● Photo-based referring expression data:

------------------------------------------------------------------------

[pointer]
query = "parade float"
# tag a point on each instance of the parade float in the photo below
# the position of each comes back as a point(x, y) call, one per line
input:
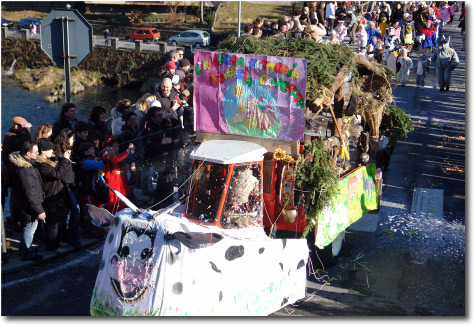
point(274, 174)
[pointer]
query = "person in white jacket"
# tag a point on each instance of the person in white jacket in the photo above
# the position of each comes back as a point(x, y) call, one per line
point(330, 15)
point(123, 107)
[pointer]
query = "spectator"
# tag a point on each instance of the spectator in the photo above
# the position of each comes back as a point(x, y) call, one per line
point(405, 66)
point(333, 39)
point(341, 12)
point(43, 131)
point(88, 174)
point(97, 125)
point(56, 198)
point(397, 13)
point(383, 26)
point(421, 71)
point(463, 33)
point(81, 134)
point(142, 107)
point(184, 69)
point(313, 13)
point(123, 106)
point(330, 15)
point(444, 59)
point(159, 151)
point(408, 29)
point(321, 13)
point(67, 119)
point(116, 177)
point(12, 142)
point(361, 35)
point(372, 32)
point(180, 56)
point(248, 30)
point(428, 38)
point(15, 136)
point(341, 31)
point(106, 37)
point(130, 134)
point(63, 144)
point(166, 95)
point(28, 190)
point(257, 32)
point(174, 56)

------------------------------------------------------------------------

● WHAT IS REQUIRED: Retype each entry precisely. Skip images entirely.

● RESPONSE FOR THIS EXERCISE:
[pointer]
query = "parade float"
# tag a point on each instance of the parade float in the photo below
# the position of each comes back as a point(x, y) call, one per line
input:
point(274, 174)
[pointer]
query = "person in white jacket"
# tag a point on each instance of the person in white jacket in the photo above
# the position of each comes back as a point(x, y) call, one per line
point(330, 15)
point(123, 107)
[pointer]
query = "spectator"
# tag a point on each instance of the spectator in the photo above
# the position of each comes back as a point(x, y) call, one per line
point(405, 66)
point(333, 39)
point(341, 12)
point(43, 131)
point(88, 174)
point(97, 125)
point(56, 198)
point(397, 13)
point(383, 26)
point(421, 71)
point(463, 33)
point(81, 134)
point(142, 107)
point(184, 69)
point(313, 13)
point(123, 106)
point(330, 15)
point(444, 59)
point(159, 151)
point(408, 29)
point(321, 13)
point(67, 119)
point(116, 177)
point(12, 142)
point(361, 35)
point(372, 32)
point(180, 56)
point(248, 30)
point(428, 38)
point(15, 136)
point(341, 31)
point(106, 37)
point(130, 134)
point(63, 144)
point(166, 95)
point(28, 190)
point(257, 32)
point(174, 56)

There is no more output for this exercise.